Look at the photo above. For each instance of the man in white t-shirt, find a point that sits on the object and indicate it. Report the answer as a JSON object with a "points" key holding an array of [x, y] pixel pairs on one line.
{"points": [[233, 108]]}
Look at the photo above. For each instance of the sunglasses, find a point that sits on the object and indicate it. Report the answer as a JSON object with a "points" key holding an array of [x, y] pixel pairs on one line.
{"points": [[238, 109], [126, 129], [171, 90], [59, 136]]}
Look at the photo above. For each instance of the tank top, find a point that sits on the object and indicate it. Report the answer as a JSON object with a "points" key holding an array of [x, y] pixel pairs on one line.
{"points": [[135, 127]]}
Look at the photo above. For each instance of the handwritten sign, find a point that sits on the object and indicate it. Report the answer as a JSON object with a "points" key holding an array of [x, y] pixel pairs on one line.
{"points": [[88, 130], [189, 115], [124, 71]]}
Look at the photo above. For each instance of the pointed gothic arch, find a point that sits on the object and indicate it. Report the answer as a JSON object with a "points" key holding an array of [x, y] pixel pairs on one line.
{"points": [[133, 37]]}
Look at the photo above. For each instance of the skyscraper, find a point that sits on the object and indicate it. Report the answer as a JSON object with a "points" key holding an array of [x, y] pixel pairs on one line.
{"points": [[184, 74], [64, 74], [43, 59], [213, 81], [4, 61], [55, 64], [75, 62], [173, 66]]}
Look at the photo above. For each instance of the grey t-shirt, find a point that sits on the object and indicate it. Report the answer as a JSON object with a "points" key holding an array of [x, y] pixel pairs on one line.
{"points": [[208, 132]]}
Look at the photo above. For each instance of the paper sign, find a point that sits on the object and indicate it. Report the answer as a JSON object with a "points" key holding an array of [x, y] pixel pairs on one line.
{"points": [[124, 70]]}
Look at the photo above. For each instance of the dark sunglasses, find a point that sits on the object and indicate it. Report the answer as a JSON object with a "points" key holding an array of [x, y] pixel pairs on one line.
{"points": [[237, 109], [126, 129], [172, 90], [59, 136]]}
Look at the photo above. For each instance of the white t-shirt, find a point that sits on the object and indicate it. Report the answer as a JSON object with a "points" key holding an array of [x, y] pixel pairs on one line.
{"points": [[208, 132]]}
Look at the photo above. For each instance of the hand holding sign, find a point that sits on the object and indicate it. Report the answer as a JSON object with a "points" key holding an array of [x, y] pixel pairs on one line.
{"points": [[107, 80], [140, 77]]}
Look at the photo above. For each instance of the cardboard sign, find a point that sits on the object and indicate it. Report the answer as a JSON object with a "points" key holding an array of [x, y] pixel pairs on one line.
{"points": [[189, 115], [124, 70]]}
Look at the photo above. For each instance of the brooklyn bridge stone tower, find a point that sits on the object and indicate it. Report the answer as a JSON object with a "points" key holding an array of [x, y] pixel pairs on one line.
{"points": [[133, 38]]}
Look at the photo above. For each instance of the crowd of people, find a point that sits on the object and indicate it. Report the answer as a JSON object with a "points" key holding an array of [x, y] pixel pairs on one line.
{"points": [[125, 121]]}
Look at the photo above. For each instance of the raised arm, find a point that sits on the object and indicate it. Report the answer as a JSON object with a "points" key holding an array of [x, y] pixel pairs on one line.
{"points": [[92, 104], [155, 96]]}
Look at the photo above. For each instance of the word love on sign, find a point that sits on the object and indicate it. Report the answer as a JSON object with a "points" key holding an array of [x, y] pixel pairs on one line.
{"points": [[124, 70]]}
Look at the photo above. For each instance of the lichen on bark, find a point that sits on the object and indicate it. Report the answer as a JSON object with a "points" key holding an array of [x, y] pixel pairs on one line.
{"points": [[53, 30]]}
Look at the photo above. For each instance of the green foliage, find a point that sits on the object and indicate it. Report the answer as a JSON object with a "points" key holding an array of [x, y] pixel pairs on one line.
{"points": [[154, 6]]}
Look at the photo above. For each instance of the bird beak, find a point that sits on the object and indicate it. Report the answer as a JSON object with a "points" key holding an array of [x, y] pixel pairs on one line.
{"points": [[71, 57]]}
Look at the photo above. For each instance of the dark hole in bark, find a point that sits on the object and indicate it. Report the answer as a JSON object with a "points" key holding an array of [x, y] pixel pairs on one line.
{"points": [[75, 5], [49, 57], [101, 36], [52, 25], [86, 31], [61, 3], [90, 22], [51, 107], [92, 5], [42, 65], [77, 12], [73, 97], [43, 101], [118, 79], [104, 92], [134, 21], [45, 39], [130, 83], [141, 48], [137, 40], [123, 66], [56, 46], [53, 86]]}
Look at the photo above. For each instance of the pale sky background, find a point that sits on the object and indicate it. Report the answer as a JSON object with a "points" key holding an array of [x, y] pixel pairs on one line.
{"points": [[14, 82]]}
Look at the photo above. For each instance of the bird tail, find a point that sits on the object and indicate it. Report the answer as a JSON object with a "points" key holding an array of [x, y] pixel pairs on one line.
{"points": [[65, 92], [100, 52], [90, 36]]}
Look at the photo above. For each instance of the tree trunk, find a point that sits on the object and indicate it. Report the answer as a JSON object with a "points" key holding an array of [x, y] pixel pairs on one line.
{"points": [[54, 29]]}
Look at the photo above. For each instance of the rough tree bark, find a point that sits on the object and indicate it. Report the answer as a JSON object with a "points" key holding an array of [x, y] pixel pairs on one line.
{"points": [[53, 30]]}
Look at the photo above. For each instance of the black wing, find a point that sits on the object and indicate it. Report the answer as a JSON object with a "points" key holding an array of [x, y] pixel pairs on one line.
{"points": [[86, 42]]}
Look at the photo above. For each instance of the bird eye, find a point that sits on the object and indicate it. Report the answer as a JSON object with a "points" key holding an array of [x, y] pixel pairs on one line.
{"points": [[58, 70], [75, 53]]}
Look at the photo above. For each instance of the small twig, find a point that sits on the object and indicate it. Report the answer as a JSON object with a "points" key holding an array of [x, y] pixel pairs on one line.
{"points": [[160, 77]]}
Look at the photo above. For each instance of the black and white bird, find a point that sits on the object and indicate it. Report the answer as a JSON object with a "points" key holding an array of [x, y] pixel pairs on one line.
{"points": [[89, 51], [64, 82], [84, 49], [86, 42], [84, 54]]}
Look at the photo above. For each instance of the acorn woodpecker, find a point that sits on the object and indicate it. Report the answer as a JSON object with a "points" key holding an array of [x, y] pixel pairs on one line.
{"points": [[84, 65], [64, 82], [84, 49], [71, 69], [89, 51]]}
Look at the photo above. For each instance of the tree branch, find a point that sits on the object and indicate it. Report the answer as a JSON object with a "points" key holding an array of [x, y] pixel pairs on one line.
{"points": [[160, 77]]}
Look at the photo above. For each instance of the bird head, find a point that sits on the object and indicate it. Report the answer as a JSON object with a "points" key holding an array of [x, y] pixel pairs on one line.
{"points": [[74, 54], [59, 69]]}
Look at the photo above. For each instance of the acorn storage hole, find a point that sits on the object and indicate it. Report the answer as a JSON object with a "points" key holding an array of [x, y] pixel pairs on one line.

——

Repeat the material in full, exactly as it stands.

Look at the photo above. For each instance of the man in white t-shirt, find a point that sits on the object and indicate it. Report the answer as a JSON object with a "points" key holding an array of [x, y] pixel pairs on one line.
{"points": [[233, 108]]}
Look at the photo above. For each instance of the sunglasses, find a point that sits on the object and indicate it. Report the answer as a JSON object with a "points" key holding an array of [x, y] pixel pairs on one line.
{"points": [[238, 109], [126, 129], [171, 90], [59, 136]]}
Look at the photo above. For each instance of the tank top, find a point that sits on the object and indicate it. Report the answer as a JSON object with a "points" key holding an array of [x, y] pixel pairs on one line.
{"points": [[135, 127]]}
Look at the photo above. For each instance of the handwritten sign, find a point that sits on the object and indicate it. Report the answer as a JSON object with a "points" key holding an array of [x, y] pixel pairs on one line.
{"points": [[88, 130], [189, 115], [124, 71]]}
Look at the photo above. For each instance of the pointed gothic arch, find a point that sits on the object and indicate it. Report the answer as a JSON object with a "points" key holding an array of [x, y] pixel pairs on one line.
{"points": [[133, 37]]}
Look at the photo above. For each instance of the skyscraper, find a point that sits on the object and indicate it. Report the answer as a JSON object with a "points" key holding an array of [x, y] pixel pairs on one line.
{"points": [[184, 74], [64, 74], [43, 59], [213, 81], [4, 61], [55, 64], [75, 62], [173, 66]]}
Look at the photo above. For each instance of the grey t-shirt, find a point that sits on the object and indicate it. Report the answer as a JSON object with a "points" key holding an array of [x, y] pixel pairs on one line.
{"points": [[208, 132]]}
Look at the photo above. For each instance of the paper sign, find a point that sits on the object and indicate it. Report the answer as a JSON object with a "points" key holding an array of [x, y] pixel pairs on one line.
{"points": [[124, 70]]}
Look at the photo above. For each instance of the dark sunglasses, find a point that sits on the object and indicate it. Report the answer as a JSON object with a "points" key holding an array of [x, y] pixel pairs on one line.
{"points": [[237, 109], [126, 129], [172, 90], [59, 136]]}
Look at the photo above. For each instance of the white t-shirt, find a point that sits on the object and indicate it. Report the answer as a JSON object with a "points" key holding an array of [x, y] pixel pairs on one line.
{"points": [[208, 132]]}
Look at the photo above. For each instance of the hand holding sign, find a point that sits on the object and indicate it. Report the answer as a JSON object with a "points" key holding an array of [x, y] pixel pairs on one line.
{"points": [[107, 80], [140, 77]]}
Look at the photo above. For each instance of the cardboard sign, find a point that sits on the object and indicate it. Report the answer as a JSON object with a "points" key holding an array of [x, y] pixel pairs on one line.
{"points": [[189, 115], [124, 70]]}
Look at the photo above. For each instance of the brooklyn bridge stone tower, find a point that sits on the object and indicate it. Report the answer as a JSON object with a "points" key holding an array of [x, y] pixel pairs on one line.
{"points": [[133, 38]]}
Look at the photo above. For each instance of the crowd of people, find a point that sits on the object and indicate it. Report the answer as a JSON object with a "points" key holding an array of [x, y] pixel pairs on one line.
{"points": [[125, 121]]}
Look at the photo above. For each instance of the raised arm, find a point that sits on the object and indicate it. Report the answer as a JSON object with a "points" key holding an array of [x, y] pixel pairs on one line.
{"points": [[92, 104], [155, 96]]}
Look at the photo above. For each instance of the word love on sign, find a point that sits on the object and indicate it. Report the answer as a JSON object with a "points" key holding an array of [x, y] pixel pairs on one line.
{"points": [[124, 70]]}
Look at the photo above. For each instance of the lichen on bark, find a point that sits on the object and indicate it. Report the answer as a JSON object with a "points" key holding an array of [x, y] pixel pairs on one line.
{"points": [[53, 30]]}
Look at the photo above. For each instance of the green foliage, find a point that sits on the object and indicate it. Report the answer as a JSON object with a "points" key holding an array of [x, y] pixel pairs on one line.
{"points": [[154, 6]]}
Look at the photo above. For each instance of the bird beak, find a point that sits on the object and indicate it. Report the answer as a JSON object with a "points" key holding an array of [x, y] pixel pairs on one line.
{"points": [[71, 57]]}
Look at the photo above. For each instance of the dark hole in bark, find a point that sits on the object and indicate it. Report the answer as a JSON object with a "points" key holding an array of [x, y] pixel pairs on one line.
{"points": [[75, 5], [49, 57], [101, 36], [52, 25], [86, 31], [61, 3], [90, 22], [51, 107], [92, 5], [42, 65], [77, 12], [73, 97], [43, 101], [118, 79], [104, 92], [134, 21], [45, 39], [130, 83], [141, 48], [137, 40], [123, 66], [56, 46], [53, 86]]}
Look at the photo above. For each instance of the pale sky background, find a point that sits on the object and indicate it. Report the answer as a JSON object with a "points" key holding an array of [x, y] pixel pairs on one line.
{"points": [[14, 82]]}
Look at the photo above. For each instance of the bird tail, find a point that sits on the object and indicate it. Report the answer as a JSON object with a "points" key holding an array of [x, y] pixel pairs on one line.
{"points": [[65, 92], [100, 52], [90, 36]]}
Look at the photo above. For each instance of the tree trunk, find a point that sits on the object and indicate it. Report the answer as a JSON object with a "points" key holding an array of [x, y] pixel pairs on one line.
{"points": [[54, 29]]}
Look at the photo above. For each instance of the rough tree bark, find a point that sits on the object and indicate it. Report the answer as a JSON object with a "points" key holding an array of [x, y] pixel pairs on one line.
{"points": [[53, 30]]}
Look at the photo above. For each instance of the black wing, find a point that sits on the object and indicate it. Report the answer as a JSON object with a "points" key holding an array of [x, y] pixel pairs on one line.
{"points": [[86, 42]]}
Look at the photo above. For each instance of the bird eye, find a point that sits on the object and indicate it. Report the answer as a JSON object with a "points" key holding an array of [x, y] pixel pairs on one line.
{"points": [[58, 70], [75, 53]]}
Look at the photo above. For each instance of the small twig, find a point that sits on the object and indicate it. Report the answer as a JSON object with a "points" key holding an array of [x, y] pixel pairs on one line.
{"points": [[160, 77]]}
Look at the photo above. For each instance of the black and white bird, find a point that sits on the object and indicate it. Report the answer as a JSON object with a "points" key holding an array of [x, y] pixel pairs on one line.
{"points": [[89, 51], [64, 82], [84, 49], [86, 42], [84, 54]]}
Look at the photo above. For each instance of the acorn woodpecker, find a point that sits on the object and indicate it. Report the answer as a JSON object with a "points" key holding an array of [x, y] pixel pairs on one line.
{"points": [[84, 65], [64, 82], [84, 49], [71, 69], [89, 51]]}
Look at the photo above. For each instance of the tree branch, find a point that sits on the object and indicate it. Report the answer as a JSON object with a "points" key holding an array of [x, y] pixel pairs on one line.
{"points": [[160, 77]]}
Look at the photo above. For each instance of the bird head, find a point that sits on the object and indicate it. Report the answer as a JSON object with a "points" key holding an array of [x, y] pixel pairs on one line.
{"points": [[74, 54], [59, 69]]}
Look at the photo above. For each instance of the acorn storage hole, find a point that sits on the object and indicate it. Report the answer as a JSON object with a "points" key holding an array of [x, y] pixel pairs on one line.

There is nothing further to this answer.